--- begin ---

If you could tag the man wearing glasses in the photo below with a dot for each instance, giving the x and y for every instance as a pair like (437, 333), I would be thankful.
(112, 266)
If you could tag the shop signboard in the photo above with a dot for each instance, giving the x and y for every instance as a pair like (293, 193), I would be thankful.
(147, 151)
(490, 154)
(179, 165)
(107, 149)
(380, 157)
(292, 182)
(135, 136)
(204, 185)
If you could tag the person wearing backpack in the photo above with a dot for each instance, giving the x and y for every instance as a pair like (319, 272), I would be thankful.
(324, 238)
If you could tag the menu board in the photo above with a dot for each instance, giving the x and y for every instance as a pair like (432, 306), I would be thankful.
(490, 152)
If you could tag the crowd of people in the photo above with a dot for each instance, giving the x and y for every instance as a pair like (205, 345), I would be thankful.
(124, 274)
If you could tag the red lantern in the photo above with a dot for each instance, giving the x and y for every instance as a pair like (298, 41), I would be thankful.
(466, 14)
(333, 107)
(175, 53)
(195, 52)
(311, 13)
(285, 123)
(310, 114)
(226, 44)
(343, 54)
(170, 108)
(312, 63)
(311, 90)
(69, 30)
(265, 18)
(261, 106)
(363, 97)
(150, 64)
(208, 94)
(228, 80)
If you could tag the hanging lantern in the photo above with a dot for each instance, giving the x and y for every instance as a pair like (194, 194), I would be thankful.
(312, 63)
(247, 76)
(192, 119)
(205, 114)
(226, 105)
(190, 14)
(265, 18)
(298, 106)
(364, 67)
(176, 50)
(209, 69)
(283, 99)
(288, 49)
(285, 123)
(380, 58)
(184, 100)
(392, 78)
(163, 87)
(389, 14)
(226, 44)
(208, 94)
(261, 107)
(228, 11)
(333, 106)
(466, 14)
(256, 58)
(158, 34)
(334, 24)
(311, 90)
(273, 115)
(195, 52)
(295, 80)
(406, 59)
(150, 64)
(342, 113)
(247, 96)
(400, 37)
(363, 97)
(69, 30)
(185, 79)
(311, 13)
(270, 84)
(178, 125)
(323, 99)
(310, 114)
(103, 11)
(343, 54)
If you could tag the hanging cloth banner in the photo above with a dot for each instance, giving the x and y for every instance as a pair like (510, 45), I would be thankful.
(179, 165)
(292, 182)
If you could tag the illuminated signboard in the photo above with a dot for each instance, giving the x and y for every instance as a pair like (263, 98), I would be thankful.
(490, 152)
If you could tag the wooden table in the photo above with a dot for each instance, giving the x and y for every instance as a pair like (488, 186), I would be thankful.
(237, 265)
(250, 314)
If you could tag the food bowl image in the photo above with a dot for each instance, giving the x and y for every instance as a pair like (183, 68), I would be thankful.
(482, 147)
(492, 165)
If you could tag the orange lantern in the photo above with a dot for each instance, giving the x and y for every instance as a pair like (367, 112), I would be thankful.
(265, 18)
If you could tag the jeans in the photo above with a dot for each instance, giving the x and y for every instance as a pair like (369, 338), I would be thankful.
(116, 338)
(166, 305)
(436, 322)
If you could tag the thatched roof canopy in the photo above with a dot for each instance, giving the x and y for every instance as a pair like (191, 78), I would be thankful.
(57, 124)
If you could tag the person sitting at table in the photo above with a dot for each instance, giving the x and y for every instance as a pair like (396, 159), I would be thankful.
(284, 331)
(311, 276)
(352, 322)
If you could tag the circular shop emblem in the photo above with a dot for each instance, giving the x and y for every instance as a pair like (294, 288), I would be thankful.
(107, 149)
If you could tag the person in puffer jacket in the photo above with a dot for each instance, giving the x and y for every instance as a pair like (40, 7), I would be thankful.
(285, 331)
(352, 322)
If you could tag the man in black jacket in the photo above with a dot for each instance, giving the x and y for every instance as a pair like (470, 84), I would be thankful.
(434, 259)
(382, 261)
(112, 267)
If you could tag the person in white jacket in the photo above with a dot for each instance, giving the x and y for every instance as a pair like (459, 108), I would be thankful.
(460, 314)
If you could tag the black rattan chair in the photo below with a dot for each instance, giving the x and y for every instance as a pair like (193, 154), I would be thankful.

--- end ---

Problem requirements:
Set down, word for word, only the lines running from the line with "If you could tag the orange" to the last line of the listing above. Both of those lines belong in your answer.

The answer:
If you could tag the orange lantern in the photo above with a dot for each instance, giving the x and y for every instance as a pair like (367, 112), I would be thankful.
(265, 18)
If you could tag the jeans in the photo above with a dot for each instance, giving the x and y for every instance as a pair like (369, 338), I would be thankful.
(116, 338)
(166, 305)
(436, 322)
If you could tag the thatched roof canopy in the photo above with a dot for each instance, giving the x and y for every instance as a pair like (191, 78), I would be thankful.
(57, 124)
If you could tag the person sitting at table in the photo above with a dot for each instance, giving the x and y for every instance as a pair like (396, 159), I would be thankful.
(284, 331)
(311, 276)
(352, 322)
If you could tag the circular shop emblem in the photo above with a dot for each instance, giving the x and y for every instance as a pair like (294, 288), I would be thankful.
(107, 149)
If you could tag the person in puffer jacket in the photo above with a dot for each instance, giving the x and y for every instance as a pair like (40, 7), I would be thankful.
(285, 331)
(352, 322)
If you could tag the man in black jacket in the photo above with a dot for each instance, giving the x and y for every instance as a pair like (470, 84), I would be thankful.
(434, 259)
(382, 261)
(112, 267)
If you could tag the person in white jacket in the photo above with a dot for each instance, giving the x and y for every instance as a pair like (459, 108), I would be thankful.
(460, 314)
If you could tag the black rattan chair in the photo below with a dot for each instance, giving the x and y for every instance as a pair like (193, 154), I would be thankful.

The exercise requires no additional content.